課題の構成 =>
A - ジオデータベースでの SQL 使用に関する文章について、次の記述が内容と一致するかを「はい」か「いいえ」で答え、判断の決め手となる文章中の語句を正確に引用してください。(i) SQL でジオデータベースにアクセスすると、バージョニングやトポロジなどの機能は無視される。(ii) ファイルベースのデータ ソースに対しては SELECT ステートメントを発行できない。(iii) SQL ステートメントの実行後には COMMIT または ROLLBACK ステートメントを発行するよう指針で述べている。
B - ジオデータベースでの SQL 使用に関する文章を、最後の文の後から書き継いでください。

文書の抜粋 =>
==========
SQL による ST_Geometry タイプと ST_Raster タイプ使用の概要
データベース管理システム(DBMS)の SQL(Structured Query Language)を使用してジオデータベースに格納された情報を処理できます。SQL は、データ定義コマンドとデータ操作コマンドをサポートするデータベース言語です。
SQL 経由でジオデータベースの情報にアクセスすれば、ジオデータベースによって管理される表形式データを外部アプリケーションから処理できます。この外部アプリケーションは、非空間データベース アプリケーションであっても、ArcObjects 以外の環境で開発されたカスタムの空間アプリケーションであっても構いません。
ジオデータベースでサポートされている種類の DBMS に加えて、ファイルベースのデータ ソースに対しても SELECT ステートメントを発行することができます。「SQL 式の構築について」および「SQL リファレンス」では、さまざまなデータ ソースに対する SELECT ステートメントの構築法について説明されています。
SQL を使用してジオデータベースにアクセスしている場合は、バージョニング、トポロジ、ネットワーク、テレイン、フィーチャリンク アノテーション、その他のクラスまたはワークスペースのエクステンションなどのジオデータベースの機能は無視されることに注意してください。一部のジオデータベース機能に必要なテーブル間の関係を維持するために、トリガやストアド プロシージャなどの DBMS 機能が使用されている場合があります。これらの機能を考慮せずにデータベースに対して SQL コマンドを実行すると(たとえば、INSERT ステートメントを実行してビジネス テーブルにレコードを追加したり、既存のフィーチャクラスに列を追加したりする)、ジオデータベース機能を無視してジオデータベース内のデータ間の関係を破壊してしまう可能性があります。
一般に、SQL を使用してジオデータベース内の情報を変更する場合は、以下の指針に従ってください。
- マルチバージョン対応ビューと組み合わせて SQL を使用しない限り、データをバージョン対応にした後は、SQL を使用してレコードを更新しないでください。
- SQL を使用してバージョン非対応データを更新するときは、リレーションシップ クラスやフィーチャリンク アノテーション、トポロジなど、ジオデータベースの振舞いを通じてデータベース内の他のオブジェクトに影響を与える属性は変更しないでください。
- SQL ステートメントの実行後は、COMMIT または ROLLBACK ステートメントを発行して、変更内容を確実にデータベースにコミットするか取り消してください。
==========
データ行 =>

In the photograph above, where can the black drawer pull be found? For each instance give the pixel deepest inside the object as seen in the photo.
==========
課題別の解答 =>
A -
(i) はい。「バージョニング、トポロジ、ネットワーク、テレイン、フィーチャリンク アノテーション、その他のクラスまたはワークスペースのエクステンションなどのジオデータベースの機能は無視される」
(ii) いいえ。「ファイルベースのデータ ソースに対しても SELECT ステートメントを発行することができます」
(iii) はい。「SQL ステートメントの実行後は、COMMIT または ROLLBACK ステートメントを発行して、変更内容を確実にデータベースにコミットするか取り消してください」

B -
上記の指針は、空間属性にも非空間属性にも当てはまります。このヘルプ ファイルでは、SQL を使用して行う ST_Geometry および ST_Raster データ格納タイプに格納されたデータの空間選択、データの変更、データのプロパティの変更を中心として説明しています。
ST_Geometry 格納タイプ
ST_Geometry SQL データ タイプは、DB2、Informix、Oracle、および PostgreSQL のジオデータベースで使用されます。このデータ タイプはジオデータベース内部で使用でき、このデータ タイプを使用することで、サードパーティ製アプリケーションからシンプル フィーチャクラス ジオメトリに SQL でアクセスできるようになります。
ST_Geometry は、OGC および ISO SQL Multimedia Specification for Spatial を実装します。OGC については、『OpenGIS Implementation Specification for Geographic information - Simple feature access - Part 2: SQL option』をご参照ください。ISO については、『ISO/IEC 13249-3 SQL multimedia and application packages - Part 3: Spatial』をご参照ください。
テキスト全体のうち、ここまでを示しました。